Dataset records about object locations
◆ ◆ ◆

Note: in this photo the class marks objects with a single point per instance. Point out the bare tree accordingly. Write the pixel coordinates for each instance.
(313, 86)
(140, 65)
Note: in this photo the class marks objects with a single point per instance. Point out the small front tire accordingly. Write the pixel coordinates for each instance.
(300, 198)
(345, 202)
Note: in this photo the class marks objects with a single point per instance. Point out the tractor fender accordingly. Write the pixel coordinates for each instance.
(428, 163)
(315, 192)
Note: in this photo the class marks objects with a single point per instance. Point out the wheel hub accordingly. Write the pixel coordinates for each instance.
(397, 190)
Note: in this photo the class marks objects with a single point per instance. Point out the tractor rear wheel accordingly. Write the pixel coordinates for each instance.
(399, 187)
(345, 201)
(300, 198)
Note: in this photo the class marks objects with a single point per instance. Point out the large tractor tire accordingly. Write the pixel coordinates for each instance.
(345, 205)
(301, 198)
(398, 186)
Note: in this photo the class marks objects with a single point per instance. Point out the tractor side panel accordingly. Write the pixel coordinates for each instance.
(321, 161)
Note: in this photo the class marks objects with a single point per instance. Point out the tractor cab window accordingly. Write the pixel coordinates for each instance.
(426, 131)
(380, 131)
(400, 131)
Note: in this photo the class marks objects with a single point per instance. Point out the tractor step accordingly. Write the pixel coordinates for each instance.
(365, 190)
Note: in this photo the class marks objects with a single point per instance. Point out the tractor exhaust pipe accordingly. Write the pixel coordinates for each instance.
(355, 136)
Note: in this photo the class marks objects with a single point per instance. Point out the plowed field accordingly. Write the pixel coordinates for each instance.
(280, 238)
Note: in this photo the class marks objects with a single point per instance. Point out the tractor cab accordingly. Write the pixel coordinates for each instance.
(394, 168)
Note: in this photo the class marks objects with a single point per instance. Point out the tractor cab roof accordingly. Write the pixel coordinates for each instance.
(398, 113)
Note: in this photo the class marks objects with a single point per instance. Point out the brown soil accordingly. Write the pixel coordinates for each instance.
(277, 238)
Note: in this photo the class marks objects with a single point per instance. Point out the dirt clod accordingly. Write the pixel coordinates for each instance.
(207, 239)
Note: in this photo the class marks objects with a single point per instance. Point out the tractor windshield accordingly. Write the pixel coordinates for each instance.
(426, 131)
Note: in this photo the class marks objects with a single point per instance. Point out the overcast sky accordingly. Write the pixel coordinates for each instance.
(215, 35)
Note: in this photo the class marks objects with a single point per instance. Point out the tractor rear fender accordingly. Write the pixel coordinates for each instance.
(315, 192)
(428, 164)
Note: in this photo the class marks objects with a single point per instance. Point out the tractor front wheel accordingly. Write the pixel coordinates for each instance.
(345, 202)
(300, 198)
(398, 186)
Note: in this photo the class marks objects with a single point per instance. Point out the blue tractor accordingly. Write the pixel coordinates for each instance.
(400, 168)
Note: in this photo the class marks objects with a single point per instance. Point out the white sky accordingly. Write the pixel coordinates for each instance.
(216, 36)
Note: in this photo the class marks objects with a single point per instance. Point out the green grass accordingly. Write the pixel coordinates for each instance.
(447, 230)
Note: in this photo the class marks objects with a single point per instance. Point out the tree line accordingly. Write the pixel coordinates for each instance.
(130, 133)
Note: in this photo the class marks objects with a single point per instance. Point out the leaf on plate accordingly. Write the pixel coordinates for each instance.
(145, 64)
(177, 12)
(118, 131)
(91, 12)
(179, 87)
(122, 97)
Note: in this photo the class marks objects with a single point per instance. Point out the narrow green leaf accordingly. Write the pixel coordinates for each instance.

◆ ◆ ◆

- **EXERCISE DIRECTIONS**: Reproduce word for word the stretch of entries from the line containing "out the white" through the end of the entries.

- **THE RESULT**:
Note: in this photo the class marks objects with a single point per instance. Point out the white sky accordingly. Write the pixel coordinates for each instance.
(216, 36)
Note: in this photo the class marks objects with a single point per instance. Point out the green grass accordingly. Write the pixel coordinates for each instance.
(447, 230)
Note: in this photo the class marks objects with a single point per instance. Point out the tree line accordingly. Write the pixel coordinates for each instance.
(130, 133)
Note: in this photo the class marks objects with a single point per instance. Point out the leaf on plate accordingly. Write the pixel coordinates for each instance.
(145, 64)
(177, 12)
(118, 131)
(91, 12)
(179, 87)
(122, 97)
Note: in this photo the class marks objects with a single point per instance. Point out the narrow green leaf accordingly. Write the pixel coordinates for each instance.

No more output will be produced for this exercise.